- Collected data entries:
****************************************

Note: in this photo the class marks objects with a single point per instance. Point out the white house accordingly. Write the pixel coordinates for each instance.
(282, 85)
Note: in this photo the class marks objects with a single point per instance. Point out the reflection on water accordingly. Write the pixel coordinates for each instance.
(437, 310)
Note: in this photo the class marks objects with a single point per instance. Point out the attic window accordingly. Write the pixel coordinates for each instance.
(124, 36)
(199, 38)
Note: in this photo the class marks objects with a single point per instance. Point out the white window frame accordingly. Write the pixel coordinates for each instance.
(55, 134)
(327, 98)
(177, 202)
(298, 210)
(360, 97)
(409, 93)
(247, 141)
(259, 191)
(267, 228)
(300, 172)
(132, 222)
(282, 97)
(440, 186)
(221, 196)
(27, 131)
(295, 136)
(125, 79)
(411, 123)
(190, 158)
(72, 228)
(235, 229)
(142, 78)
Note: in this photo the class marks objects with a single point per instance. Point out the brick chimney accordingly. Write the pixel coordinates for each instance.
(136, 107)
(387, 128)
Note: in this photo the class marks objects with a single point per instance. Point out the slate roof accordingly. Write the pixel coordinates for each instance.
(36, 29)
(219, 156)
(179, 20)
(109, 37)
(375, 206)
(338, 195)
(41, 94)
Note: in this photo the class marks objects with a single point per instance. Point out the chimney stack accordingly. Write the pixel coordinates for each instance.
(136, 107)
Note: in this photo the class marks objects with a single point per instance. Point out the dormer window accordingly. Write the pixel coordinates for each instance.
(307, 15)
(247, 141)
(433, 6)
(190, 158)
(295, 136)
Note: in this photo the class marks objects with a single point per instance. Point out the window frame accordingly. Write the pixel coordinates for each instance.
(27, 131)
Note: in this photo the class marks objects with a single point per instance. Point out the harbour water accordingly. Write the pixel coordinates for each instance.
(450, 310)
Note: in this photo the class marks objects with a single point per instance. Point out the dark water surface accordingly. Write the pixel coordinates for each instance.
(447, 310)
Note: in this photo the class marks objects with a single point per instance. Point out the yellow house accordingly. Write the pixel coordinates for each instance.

****************************************

- What you will do: Please give back all of the data exactly as it appears.

- The answer:
Note: in this photo the class marks objects with a single point per instance. Point out the white house accordingly. Write the pixel coordinates for each instance.
(282, 85)
Note: in this photo the class marks objects with a single point per instance. Point out the reflection on water accordingly. Write the pixel coordinates for each instance.
(437, 310)
Note: in this photo the class marks objects with a single point per instance. Point out the attic window accordingly. Write the pixel coordinates for each instance.
(124, 36)
(199, 38)
Note: in this photo the class marks objects with a single point per instance. Point out the white window frame accordingly. Write the pixel coordinates for each instance.
(55, 134)
(327, 98)
(177, 202)
(298, 210)
(360, 97)
(409, 93)
(247, 141)
(259, 191)
(267, 228)
(300, 172)
(132, 222)
(282, 97)
(440, 186)
(221, 196)
(27, 131)
(295, 136)
(125, 79)
(411, 123)
(190, 158)
(72, 228)
(235, 229)
(142, 78)
Note: in this photo the class marks objects with a single point per instance. Point out the brick chimney accordingly. Write the pixel coordinates for each instance.
(136, 107)
(387, 128)
Note: in this photo the class marks objects with a single point per instance. Point out the slate roof accordingly. Write the pixel coordinates for each instance.
(36, 29)
(219, 156)
(179, 20)
(109, 37)
(375, 206)
(338, 195)
(41, 94)
Note: in this photo the class marks objects with a single point per instance. Point out the chimney stack accordingly. Write the pixel coordinates for each instance.
(136, 107)
Note: in this photo the class marks objects with a single point per instance. Point out the dormer window accordingly. Write the pixel coordinates for each instance.
(307, 15)
(247, 141)
(433, 6)
(190, 158)
(295, 136)
Note: in this photo the class marks objects with a single point per instance. Point out the window frame accordingly. Write the pixel coordinates for each instance.
(27, 131)
Note: in this photo the class marks objects with a single point per instance. Point out the harbour water accordingly. Write the pixel coordinates for each instance.
(450, 310)
Note: in this photo the class marks objects with a single point per instance. Point out the dark water surface accordingly. Write the pixel coordinates for each instance.
(447, 310)
Note: in this photo the class marks objects with a single point per instance. Point out the yellow house accordingly. Write the pixel coordinates for each instance.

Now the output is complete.